== Passage given ==
────────────────

Caregivers’ Inheritance Is Blocked
Three days before she died, 97-year-old Carmel Bosco changed her will to leave the lion’s share of her $450,000 estate to a Riverside couple, old friends who had tended her bedsores and administered her morphine in her last weeks.
Bosco’s family sued, and on Monday the California Supreme Court ruled that caregivers cannot benefit from changes in wills made by dependent elderly people in their final days -- even if they are longtime personal friends of the deceased.
The ruling follows a 1993 state law, intended to protect the elderly from fraud, which presumes caregivers used undue influence if they received last-minute bequests from those they tend. In order to inherit, “care custodians” must prove they did not employ fraud or duress.
“Regrettably, preexisting personal friendship is no guarantee against the exercise of fraud, menace, duress or undue influence over dependent adults,” Justice Kathryn M. Werdegar wrote in her majority opinion. The law, she added, “makes practical sense in a society that is experiencing a rise in elder abuse cases.”
Justice Carol Corrigan, dissented, writing that “in terms of public policy, it seems unwise to penalize good Samaritans by making them less eligible to receive the gratitude of those they help the kinder they have been.”
Chief Justice Ron George took the unusual step of calling on the Legislature to clarify the law. Still, he affirmed the majority’s decision. George quoted lawyers for Bosco’s relatives, saying that the inheritance of longtime friends James Foley and Ann Erman represented a “classic case of what the Legislature was trying to protect against.”

────────────────

== Extracted material ==
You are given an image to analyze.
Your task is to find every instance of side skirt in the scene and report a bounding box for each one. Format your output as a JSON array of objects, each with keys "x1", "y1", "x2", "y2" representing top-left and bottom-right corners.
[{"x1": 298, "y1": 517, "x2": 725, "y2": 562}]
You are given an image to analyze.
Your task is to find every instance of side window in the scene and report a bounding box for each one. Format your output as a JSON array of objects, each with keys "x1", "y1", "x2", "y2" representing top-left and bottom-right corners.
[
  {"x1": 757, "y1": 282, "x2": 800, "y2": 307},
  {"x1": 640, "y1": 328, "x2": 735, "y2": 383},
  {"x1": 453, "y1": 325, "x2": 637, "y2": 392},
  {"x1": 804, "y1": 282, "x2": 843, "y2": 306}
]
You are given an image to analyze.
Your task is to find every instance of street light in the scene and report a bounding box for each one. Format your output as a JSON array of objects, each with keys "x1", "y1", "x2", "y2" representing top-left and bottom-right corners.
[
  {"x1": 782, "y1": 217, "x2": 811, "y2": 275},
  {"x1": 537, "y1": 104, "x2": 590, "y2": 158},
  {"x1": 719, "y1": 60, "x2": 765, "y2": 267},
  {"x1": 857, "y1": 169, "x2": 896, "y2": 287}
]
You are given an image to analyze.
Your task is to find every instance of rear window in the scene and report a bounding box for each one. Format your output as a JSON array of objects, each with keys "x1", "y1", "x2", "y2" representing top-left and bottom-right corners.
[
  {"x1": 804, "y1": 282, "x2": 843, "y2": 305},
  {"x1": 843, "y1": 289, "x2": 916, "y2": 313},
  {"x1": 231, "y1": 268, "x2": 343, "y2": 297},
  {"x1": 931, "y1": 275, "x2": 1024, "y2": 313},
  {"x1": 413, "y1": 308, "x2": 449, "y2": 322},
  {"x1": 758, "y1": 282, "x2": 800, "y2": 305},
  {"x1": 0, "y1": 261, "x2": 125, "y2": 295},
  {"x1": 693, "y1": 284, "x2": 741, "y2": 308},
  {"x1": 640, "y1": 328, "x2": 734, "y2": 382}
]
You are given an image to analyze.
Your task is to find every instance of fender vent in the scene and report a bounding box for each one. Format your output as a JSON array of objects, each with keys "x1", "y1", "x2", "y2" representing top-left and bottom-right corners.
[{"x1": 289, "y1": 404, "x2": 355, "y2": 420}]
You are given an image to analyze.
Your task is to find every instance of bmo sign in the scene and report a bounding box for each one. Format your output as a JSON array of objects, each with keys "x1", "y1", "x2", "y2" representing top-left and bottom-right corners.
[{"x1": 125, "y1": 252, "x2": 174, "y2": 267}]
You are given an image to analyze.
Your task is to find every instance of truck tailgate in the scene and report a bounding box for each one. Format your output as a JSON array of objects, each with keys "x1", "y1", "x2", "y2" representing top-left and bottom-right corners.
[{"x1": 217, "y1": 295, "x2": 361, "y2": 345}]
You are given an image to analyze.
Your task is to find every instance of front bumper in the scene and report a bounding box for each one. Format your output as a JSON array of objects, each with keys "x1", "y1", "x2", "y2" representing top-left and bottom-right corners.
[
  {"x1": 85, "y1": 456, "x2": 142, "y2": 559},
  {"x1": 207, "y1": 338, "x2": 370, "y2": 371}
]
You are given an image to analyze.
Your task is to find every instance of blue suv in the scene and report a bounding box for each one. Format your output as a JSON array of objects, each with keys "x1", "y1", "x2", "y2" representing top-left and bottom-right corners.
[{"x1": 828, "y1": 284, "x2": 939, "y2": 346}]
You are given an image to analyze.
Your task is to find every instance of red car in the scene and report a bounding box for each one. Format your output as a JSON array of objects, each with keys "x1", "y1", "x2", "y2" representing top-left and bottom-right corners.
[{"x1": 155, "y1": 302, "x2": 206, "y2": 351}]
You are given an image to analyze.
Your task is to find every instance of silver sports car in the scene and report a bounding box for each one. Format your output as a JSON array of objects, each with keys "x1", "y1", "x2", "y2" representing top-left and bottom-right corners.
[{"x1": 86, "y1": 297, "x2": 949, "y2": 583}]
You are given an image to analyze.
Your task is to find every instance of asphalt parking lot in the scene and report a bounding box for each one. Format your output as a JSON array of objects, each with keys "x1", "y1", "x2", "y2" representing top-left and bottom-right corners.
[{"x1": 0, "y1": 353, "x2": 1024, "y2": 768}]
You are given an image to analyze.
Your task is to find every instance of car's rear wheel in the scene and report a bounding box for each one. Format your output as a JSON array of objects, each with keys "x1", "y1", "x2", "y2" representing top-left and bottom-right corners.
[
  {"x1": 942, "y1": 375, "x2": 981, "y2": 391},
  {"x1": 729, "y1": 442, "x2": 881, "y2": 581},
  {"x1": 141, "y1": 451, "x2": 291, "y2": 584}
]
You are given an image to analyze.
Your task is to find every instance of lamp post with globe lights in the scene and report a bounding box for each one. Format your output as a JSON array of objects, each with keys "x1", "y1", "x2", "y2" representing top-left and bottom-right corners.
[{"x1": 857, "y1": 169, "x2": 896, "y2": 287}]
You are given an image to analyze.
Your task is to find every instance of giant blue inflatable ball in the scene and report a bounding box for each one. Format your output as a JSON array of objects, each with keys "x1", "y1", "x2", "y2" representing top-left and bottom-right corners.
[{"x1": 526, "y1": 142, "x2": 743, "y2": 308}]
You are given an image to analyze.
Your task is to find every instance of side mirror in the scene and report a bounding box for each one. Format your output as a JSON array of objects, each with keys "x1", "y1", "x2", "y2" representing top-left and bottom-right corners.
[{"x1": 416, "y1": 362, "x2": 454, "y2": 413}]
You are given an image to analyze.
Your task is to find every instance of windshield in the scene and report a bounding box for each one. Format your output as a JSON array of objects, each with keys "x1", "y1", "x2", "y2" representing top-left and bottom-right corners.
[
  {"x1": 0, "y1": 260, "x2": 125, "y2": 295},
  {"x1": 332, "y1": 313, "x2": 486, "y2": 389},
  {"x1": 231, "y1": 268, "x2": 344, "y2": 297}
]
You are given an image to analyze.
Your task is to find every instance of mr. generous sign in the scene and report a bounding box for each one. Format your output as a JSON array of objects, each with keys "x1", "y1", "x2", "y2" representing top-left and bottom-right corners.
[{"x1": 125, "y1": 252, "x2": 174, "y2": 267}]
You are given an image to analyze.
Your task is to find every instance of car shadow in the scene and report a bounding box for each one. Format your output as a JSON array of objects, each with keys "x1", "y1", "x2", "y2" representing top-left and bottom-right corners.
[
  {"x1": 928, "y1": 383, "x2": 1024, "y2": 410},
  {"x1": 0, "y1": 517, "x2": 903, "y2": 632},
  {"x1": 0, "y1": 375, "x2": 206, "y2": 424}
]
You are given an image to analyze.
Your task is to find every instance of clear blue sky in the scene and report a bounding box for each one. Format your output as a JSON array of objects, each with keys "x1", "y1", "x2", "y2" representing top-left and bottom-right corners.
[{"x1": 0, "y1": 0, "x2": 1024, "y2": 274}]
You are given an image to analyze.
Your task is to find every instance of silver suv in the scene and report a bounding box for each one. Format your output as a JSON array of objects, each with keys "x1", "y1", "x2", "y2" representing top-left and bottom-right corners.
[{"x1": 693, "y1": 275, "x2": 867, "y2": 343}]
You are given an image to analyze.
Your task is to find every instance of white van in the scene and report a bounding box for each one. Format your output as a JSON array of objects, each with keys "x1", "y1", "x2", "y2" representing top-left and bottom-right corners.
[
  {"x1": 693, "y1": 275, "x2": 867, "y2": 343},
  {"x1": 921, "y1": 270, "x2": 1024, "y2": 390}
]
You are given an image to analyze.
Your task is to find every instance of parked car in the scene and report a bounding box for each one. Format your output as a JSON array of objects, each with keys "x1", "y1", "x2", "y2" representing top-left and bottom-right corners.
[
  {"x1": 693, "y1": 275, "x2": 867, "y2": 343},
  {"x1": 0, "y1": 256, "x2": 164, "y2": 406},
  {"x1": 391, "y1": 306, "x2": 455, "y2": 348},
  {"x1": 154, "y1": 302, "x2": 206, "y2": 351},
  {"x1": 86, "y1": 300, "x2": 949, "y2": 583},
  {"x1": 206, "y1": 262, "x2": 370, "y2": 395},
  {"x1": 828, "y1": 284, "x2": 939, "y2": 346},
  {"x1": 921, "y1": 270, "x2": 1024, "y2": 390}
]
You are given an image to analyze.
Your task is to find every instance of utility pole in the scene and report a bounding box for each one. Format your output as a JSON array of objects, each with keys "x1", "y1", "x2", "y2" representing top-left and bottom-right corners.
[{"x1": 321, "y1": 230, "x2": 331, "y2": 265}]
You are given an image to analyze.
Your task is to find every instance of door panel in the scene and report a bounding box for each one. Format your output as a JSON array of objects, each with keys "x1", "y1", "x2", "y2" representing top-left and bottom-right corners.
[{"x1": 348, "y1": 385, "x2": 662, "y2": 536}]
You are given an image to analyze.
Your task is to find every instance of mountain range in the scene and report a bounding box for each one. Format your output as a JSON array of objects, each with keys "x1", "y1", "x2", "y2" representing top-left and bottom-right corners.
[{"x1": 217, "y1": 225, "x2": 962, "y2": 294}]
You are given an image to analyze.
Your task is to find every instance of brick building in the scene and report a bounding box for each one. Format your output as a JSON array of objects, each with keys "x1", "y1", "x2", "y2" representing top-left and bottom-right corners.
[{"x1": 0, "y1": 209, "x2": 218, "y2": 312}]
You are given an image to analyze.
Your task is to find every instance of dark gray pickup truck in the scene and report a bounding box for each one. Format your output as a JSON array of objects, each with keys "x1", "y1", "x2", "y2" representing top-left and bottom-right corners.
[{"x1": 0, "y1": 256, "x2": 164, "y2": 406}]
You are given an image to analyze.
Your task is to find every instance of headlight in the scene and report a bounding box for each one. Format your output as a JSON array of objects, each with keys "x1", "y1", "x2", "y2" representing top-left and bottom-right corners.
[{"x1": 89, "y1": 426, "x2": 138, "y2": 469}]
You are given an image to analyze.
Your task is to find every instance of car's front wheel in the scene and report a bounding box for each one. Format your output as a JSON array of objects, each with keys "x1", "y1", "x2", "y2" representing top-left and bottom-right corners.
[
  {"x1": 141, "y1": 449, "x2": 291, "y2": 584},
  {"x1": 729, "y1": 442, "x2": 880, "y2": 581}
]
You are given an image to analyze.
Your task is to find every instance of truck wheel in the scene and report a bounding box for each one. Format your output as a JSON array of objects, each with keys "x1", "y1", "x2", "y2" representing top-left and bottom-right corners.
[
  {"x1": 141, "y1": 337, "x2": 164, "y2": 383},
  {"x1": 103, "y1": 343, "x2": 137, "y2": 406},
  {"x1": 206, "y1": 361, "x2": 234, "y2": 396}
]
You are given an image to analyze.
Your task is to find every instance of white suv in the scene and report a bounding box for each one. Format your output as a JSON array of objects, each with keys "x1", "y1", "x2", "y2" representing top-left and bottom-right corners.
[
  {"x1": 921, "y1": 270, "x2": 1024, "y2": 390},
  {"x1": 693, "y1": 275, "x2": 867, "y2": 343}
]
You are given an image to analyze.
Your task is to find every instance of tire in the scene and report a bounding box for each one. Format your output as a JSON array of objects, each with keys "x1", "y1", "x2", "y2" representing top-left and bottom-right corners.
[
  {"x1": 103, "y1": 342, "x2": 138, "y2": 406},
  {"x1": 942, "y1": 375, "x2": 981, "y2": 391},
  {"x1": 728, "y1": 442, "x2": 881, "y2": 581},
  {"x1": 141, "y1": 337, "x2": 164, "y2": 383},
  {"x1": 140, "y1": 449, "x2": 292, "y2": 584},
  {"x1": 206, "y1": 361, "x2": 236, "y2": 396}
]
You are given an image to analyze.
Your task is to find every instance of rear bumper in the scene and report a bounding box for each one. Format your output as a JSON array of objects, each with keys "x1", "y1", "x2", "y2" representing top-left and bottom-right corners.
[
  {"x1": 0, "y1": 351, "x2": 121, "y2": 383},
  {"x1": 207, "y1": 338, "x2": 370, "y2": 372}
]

────────────────

== To-do list ==
a. In the article about the blocked caregivers' inheritance, who wrote the majority opinion?
b. Write the next few paragraphs of the article on the caregivers' inheritance, picking up after its last sentence.
The records are separate material and have no connection to the article.

== Results in order ==
a. Justice Kathryn M. Werdegar wrote the majority opinion.

b.
Advocates for the elderly cheered the decision.
“It’s an additional layer of protection for dependent and vulnerable seniors,” said Mitch Kamin, executive director of Bet Tzedek, which provides legal services to the elderly. The law, he noted, doesn’t preclude caregivers from receiving a bequest, it just “creates an additional legal hurdle.”
And such a hurdle, added Carole Herman, founder of the Foundation for Aiding the Elderly, won’t “deter someone who has good intentions.... The ones who are pure of heart, it’s not going to make a difference.”
Bosco died Sept. 28, 2001, leaving no children.
In 1991, she had created a trust for her sister. She had not mentioned Foley or Erman in that document or in any of the amendments she made between 1991 and 2001.
Three months before she died, she named Foley as a successor co-trustee. Over the next few months, Bosco amended her will three times, on each occasion giving more to Foley. During that time, she also moved out of her Alhambra home and into the Riverside house that Foley shared with Erman.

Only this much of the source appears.